__Task to carry out__.
Rewrite the rows below, changing "Drop a dot" to "Place a point" everywhere it occurs and keeping everything else the same. Leave the pictures out of your answer.

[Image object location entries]
--- start ---

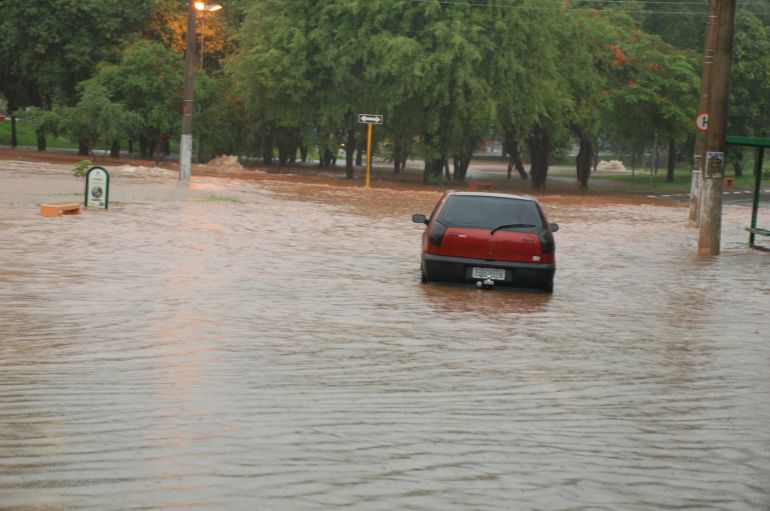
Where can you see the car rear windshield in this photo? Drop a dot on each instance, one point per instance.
(480, 212)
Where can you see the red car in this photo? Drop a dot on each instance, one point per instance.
(489, 239)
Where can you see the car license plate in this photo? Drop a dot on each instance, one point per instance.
(488, 273)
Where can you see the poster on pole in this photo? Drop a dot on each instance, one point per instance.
(97, 188)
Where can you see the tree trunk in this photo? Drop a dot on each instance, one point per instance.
(433, 168)
(738, 163)
(585, 155)
(14, 138)
(671, 160)
(41, 142)
(350, 148)
(540, 151)
(267, 150)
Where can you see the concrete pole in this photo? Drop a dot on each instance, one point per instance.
(710, 219)
(699, 156)
(185, 144)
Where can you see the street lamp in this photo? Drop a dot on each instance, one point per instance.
(203, 8)
(185, 144)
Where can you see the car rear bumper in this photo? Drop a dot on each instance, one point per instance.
(459, 270)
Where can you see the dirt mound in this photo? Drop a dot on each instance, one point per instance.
(610, 165)
(141, 171)
(225, 165)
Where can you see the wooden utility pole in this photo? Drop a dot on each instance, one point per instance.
(699, 157)
(710, 219)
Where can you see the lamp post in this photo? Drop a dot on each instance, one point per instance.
(203, 8)
(185, 144)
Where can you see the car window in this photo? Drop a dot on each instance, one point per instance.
(488, 212)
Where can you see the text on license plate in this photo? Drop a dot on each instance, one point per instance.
(488, 273)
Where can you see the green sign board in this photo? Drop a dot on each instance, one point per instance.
(97, 188)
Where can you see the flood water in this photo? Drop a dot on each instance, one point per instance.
(268, 345)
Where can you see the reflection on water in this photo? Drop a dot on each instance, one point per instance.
(269, 346)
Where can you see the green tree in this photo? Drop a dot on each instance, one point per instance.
(47, 48)
(44, 122)
(96, 120)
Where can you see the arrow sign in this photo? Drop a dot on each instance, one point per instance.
(369, 119)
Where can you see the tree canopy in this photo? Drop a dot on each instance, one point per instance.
(281, 75)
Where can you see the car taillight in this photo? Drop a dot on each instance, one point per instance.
(436, 234)
(547, 245)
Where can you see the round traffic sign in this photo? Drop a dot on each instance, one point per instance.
(702, 121)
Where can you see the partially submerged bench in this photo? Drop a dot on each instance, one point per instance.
(51, 210)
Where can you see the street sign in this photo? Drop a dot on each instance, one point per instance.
(702, 121)
(369, 118)
(97, 188)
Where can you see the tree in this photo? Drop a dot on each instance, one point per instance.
(43, 122)
(148, 82)
(97, 120)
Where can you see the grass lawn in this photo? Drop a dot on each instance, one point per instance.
(26, 137)
(641, 181)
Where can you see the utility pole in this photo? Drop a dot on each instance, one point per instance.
(185, 144)
(710, 219)
(712, 31)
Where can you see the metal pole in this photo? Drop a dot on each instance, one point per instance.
(185, 144)
(710, 219)
(203, 34)
(757, 186)
(712, 31)
(368, 156)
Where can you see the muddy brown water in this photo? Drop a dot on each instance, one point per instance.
(267, 345)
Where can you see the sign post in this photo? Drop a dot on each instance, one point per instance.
(97, 188)
(369, 119)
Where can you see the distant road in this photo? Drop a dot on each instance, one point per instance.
(733, 198)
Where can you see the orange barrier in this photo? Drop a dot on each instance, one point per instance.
(51, 210)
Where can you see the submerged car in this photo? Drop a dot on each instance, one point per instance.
(488, 239)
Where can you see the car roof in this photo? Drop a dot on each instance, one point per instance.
(499, 195)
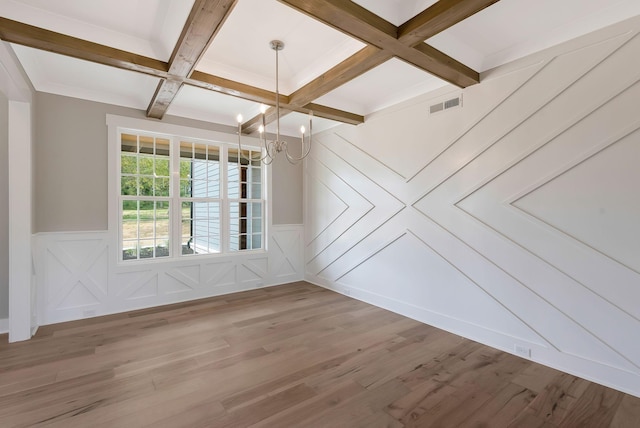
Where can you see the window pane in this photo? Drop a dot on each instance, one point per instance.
(162, 186)
(185, 188)
(146, 145)
(128, 186)
(162, 167)
(146, 165)
(129, 250)
(145, 229)
(162, 147)
(256, 191)
(129, 143)
(146, 249)
(146, 186)
(128, 164)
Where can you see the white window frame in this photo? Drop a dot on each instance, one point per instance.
(121, 124)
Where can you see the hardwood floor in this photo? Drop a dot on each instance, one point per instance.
(288, 356)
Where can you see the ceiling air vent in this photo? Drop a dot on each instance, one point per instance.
(446, 105)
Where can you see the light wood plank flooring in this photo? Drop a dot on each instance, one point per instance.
(288, 356)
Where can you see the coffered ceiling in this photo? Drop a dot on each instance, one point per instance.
(343, 60)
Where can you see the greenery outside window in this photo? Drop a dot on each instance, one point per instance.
(181, 198)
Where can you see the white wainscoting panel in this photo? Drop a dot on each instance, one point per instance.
(76, 280)
(514, 220)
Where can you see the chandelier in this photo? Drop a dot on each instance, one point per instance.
(274, 147)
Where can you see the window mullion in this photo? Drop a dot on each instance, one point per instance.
(176, 206)
(224, 199)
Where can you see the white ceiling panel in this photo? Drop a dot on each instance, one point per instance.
(209, 106)
(396, 12)
(512, 29)
(63, 75)
(241, 49)
(146, 27)
(381, 87)
(507, 30)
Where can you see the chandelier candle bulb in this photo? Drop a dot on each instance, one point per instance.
(278, 145)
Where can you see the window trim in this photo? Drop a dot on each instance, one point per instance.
(117, 124)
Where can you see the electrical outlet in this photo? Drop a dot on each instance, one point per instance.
(522, 351)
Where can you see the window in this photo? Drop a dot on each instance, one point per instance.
(182, 197)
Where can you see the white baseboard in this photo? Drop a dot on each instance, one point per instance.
(593, 371)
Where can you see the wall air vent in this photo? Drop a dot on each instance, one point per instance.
(446, 105)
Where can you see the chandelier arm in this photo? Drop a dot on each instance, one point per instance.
(272, 148)
(295, 160)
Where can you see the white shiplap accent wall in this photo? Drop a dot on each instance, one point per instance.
(512, 221)
(76, 278)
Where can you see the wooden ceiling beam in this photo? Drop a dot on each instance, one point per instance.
(205, 20)
(39, 38)
(442, 15)
(437, 18)
(358, 22)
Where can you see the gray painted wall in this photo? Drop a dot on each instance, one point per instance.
(4, 207)
(71, 192)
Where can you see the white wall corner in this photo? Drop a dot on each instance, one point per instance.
(20, 255)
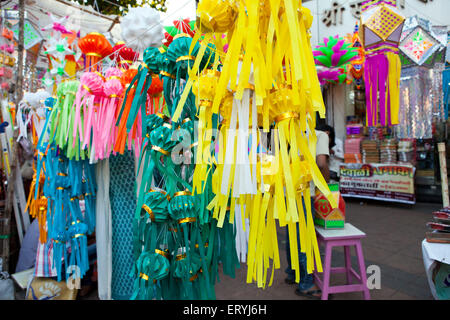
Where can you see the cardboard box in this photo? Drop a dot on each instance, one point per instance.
(325, 216)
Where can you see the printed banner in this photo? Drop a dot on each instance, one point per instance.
(378, 181)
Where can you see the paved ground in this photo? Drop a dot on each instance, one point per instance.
(393, 242)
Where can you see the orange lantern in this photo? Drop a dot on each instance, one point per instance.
(95, 47)
(127, 100)
(126, 56)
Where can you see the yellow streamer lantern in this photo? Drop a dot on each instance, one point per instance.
(267, 80)
(381, 30)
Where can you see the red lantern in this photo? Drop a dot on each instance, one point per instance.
(96, 47)
(125, 56)
(184, 27)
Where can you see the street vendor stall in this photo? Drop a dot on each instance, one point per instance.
(402, 136)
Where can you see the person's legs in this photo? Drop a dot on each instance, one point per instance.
(306, 282)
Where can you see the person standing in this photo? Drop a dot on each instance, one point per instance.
(306, 286)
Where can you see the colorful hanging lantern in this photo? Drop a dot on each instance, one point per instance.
(125, 55)
(96, 47)
(331, 57)
(154, 96)
(381, 29)
(420, 45)
(355, 70)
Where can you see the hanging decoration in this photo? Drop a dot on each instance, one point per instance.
(381, 28)
(420, 44)
(125, 56)
(355, 70)
(254, 89)
(95, 47)
(332, 57)
(422, 92)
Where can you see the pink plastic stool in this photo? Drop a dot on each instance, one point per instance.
(348, 237)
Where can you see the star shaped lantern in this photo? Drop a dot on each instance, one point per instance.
(420, 45)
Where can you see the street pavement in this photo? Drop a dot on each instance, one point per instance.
(393, 243)
(394, 233)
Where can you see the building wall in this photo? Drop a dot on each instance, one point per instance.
(338, 102)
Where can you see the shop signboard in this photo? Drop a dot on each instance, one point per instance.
(387, 182)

--- end ---

__Answer for the task__.
Where can you see the car rear windshield in this photo? Place a point on each instance, one point per instance.
(480, 212)
Where can you see the red car in this photo? Place a point on each instance, one point per instance.
(489, 239)
Where can you see the car license plate in this photo? Place a point on each instance, one point per instance.
(488, 273)
Where can you see the poster on pole in this photo? Place a point on each instance, one point per instance.
(97, 188)
Where can you see the tree trunk in this photo? Place a point on each instance, one point per instance.
(433, 168)
(738, 163)
(585, 155)
(14, 138)
(671, 160)
(41, 142)
(350, 148)
(540, 151)
(267, 150)
Where can you see the concrete pole in this photo? Place a point on each instance, one point per instance.
(710, 219)
(699, 156)
(185, 144)
Where can you see the street lamp in this photo? Place a point on each instance, one point per instance.
(203, 8)
(185, 144)
Where can you see the car rear bumper in this photo? Place a point on each instance, one point per instance.
(459, 270)
Where can you see the dirt mound in this photo? Place a point on each instance, one point per instance.
(610, 165)
(141, 171)
(225, 165)
Where can you see the wooden utility pole in this photo? Place a point on each instance, one point per instance.
(699, 157)
(710, 219)
Where can you see the lamp post in this photo? Place a point on each instance, one point per instance.
(203, 8)
(185, 144)
Where can you see the car window in this photo? Place a point on each instance, one point per instance.
(488, 212)
Where can you see the text on license plate in this photo? Place a point on each instance, one point per instance.
(488, 273)
Where can you see the green sign board in this photo? Place a point on each instance, one point per instance.
(97, 188)
Where can you see the flood water in this photo? Place a point on each instance, one point per instance.
(268, 345)
Where can you see the reflection on water in this photo? Place a point on each instance, one point per instance.
(269, 346)
Where can you see the green tree in this photo? Place a point on each instance, one point per instance.
(47, 48)
(44, 122)
(96, 120)
Where can you see the arrow sign in this photo? Place a point on each instance, one point per instance.
(369, 119)
Where can you see the tree canopy in this photo? Place a point on each instance, one point per instance.
(281, 75)
Where can you see the car taillight in this photo? Place a point on each instance, one point per instance.
(436, 234)
(547, 245)
Where can you see the round traffic sign in this photo? Place a point on each instance, one point per instance.
(702, 121)
Where can you see the partially submerged bench in this photo? Place a point on each instance, one point per instance.
(51, 210)
Where can you see the street sign in this photo? Place a point on each instance, one point per instance.
(702, 121)
(369, 118)
(97, 188)
Where can you see the tree in this photo? Place a point on each instance, one point per instance.
(43, 122)
(148, 82)
(97, 120)
Where can you see the grass lawn in this photo? Place a point on each instance, one point per instance.
(26, 137)
(641, 181)
Where can you see the utility pole in this photo? Place a point on each instance, one point per instance.
(185, 144)
(710, 219)
(712, 31)
Where can you see the metal pole in this photo? Place a point on each instance, one point per instance.
(185, 144)
(710, 219)
(203, 34)
(757, 186)
(712, 31)
(368, 156)
Where can you see the muddy brown water in this photo? Place a point on each instance, one point per instance.
(267, 345)
Where can you see the sign post in this photo? Place a point on each instance, one point per instance.
(97, 188)
(369, 119)
Where can you see the distant road in this photo? Place a point on each instance, one point per instance.
(733, 198)
Where can you see the orange barrier in this photo? Place a point on each instance, one point per instance.
(51, 210)
Where can you see the submerged car in this photo? Place a point on each instance, one point per instance.
(488, 239)
Where can you see the car roof in this photo? Place a point on each instance, one point per instance.
(499, 195)
Where can you see the window pane in this photo? Place a point on each instance, one point per instance.
(162, 186)
(185, 188)
(146, 145)
(128, 186)
(162, 167)
(146, 165)
(129, 250)
(145, 229)
(162, 147)
(256, 191)
(129, 143)
(146, 249)
(146, 186)
(128, 164)
Where can you see the white window frame in this photo? Place a point on each instance, one point per instance.
(121, 124)
Where can you see the hardwood floor in this photo? Place a point on each instance, one point per instance.
(288, 356)
Where can you see the ceiling air vent in this photo? Place a point on each instance, one point per instance.
(446, 105)
Where can you see the light wood plank flooring in this photo? Place a point on each instance, one point per instance.
(288, 356)
Where can you see the coffered ceiling in this photo? Place a point on each instance, one point per instance.
(343, 60)
Where can you see the greenery outside window in this photo? Place a point on each instance, one point per instance.
(181, 198)
Where can you see the white wainscoting panel in this photo? Place a point on each instance, one point per instance.
(76, 280)
(514, 220)
Where can you see the chandelier in this photo? Place a point on each instance, one point per instance.
(274, 147)
Where can you see the window mullion in this photo? Place a point on each instance, one point per instance.
(176, 206)
(224, 199)
Where can you see the white ceiling panel in this photo? Place a point on each instance, one point per instance.
(209, 106)
(396, 12)
(512, 29)
(63, 75)
(241, 49)
(146, 27)
(381, 87)
(507, 30)
Where can you see the chandelier candle bulb in this photo? Place a point on each instance, one point per instance.
(278, 145)
Where can you see the window trim in this photo? Place a point on each instance, one point per instance.
(117, 124)
Where can you see the electrical outlet in this photo? Place a point on each instance, one point per instance.
(522, 351)
Where can you see the window in this photo? Place a point on each instance, one point per instance.
(182, 197)
Where can you see the white baseboard in this photo? Place a point on each instance, one point per instance.
(593, 371)
Where can you see the wall air vent in this photo? Place a point on each instance, one point per instance.
(446, 105)
Where can you see the chandelier arm in this photo? Place a point on each instance, one point per instance.
(272, 148)
(295, 160)
Where can you see the white shiplap accent wall in this photo? Place a point on each instance, one point per instance.
(512, 221)
(76, 278)
Where can you see the wooden ceiling beam in this photo? Place a point on each instance, one point per instance.
(205, 20)
(39, 38)
(442, 15)
(437, 18)
(358, 22)
Where can you see the gray painted wall in this photo? Place a point on each instance, one point per instance.
(4, 207)
(71, 192)
Where can you see the white wall corner in this photo? Place a point on each instance, one point per instance.
(20, 255)
Where can you see the cardboard box in this photo? Place a point on each instance, one point per instance.
(325, 216)
Where can you see the printed banner in this photo? Place a point on each instance, one point per instance.
(378, 181)
Where can you see the paved ground in this photo? Place a point on each instance, one point per instance.
(393, 242)
Where can you see the orange lantern in this photo? Place a point on each instance, one point per instance.
(95, 47)
(127, 100)
(126, 56)
Where can you see the yellow streamer lantern in this photo? Place a point on each instance, one point per instance.
(267, 80)
(381, 30)
Where can you see the red lantern in this photo? Place a point on each instance, one point per instance.
(96, 47)
(125, 56)
(184, 27)
Where can you see the street vendor stall in this photo? Place a point on each instance, one point per instance.
(402, 136)
Where can you see the person's legs in this photo? Place a point on each instance, one point per instance.
(306, 282)
Where can you see the person standing in this photo? Place a point on each instance, one point per instance.
(306, 286)
Where can you see the colorful hanging lantern in this photo? Place a point on each instance, one point per instance.
(125, 55)
(96, 47)
(331, 57)
(154, 96)
(381, 29)
(420, 45)
(355, 70)
Where can you see the hanging decoration in this photo? Place a point on each instance, one point per instance.
(381, 28)
(420, 44)
(125, 56)
(355, 70)
(254, 89)
(95, 47)
(332, 57)
(422, 92)
Where can you see the pink plastic stool in this photo? Place a point on each instance, one point per instance.
(348, 237)
Where can you see the star shaped lantern in this photo? Place a point on each instance, one point per instance.
(420, 45)
Where can you see the street pavement in this photo? Place a point on each instance, one point per instance.
(393, 243)
(394, 233)
Where can you see the building wall in this photo? Place a point on each instance, one point per instance.
(338, 102)
Where can you see the shop signboard in this photo? Place a point on each instance, one point per instance.
(387, 182)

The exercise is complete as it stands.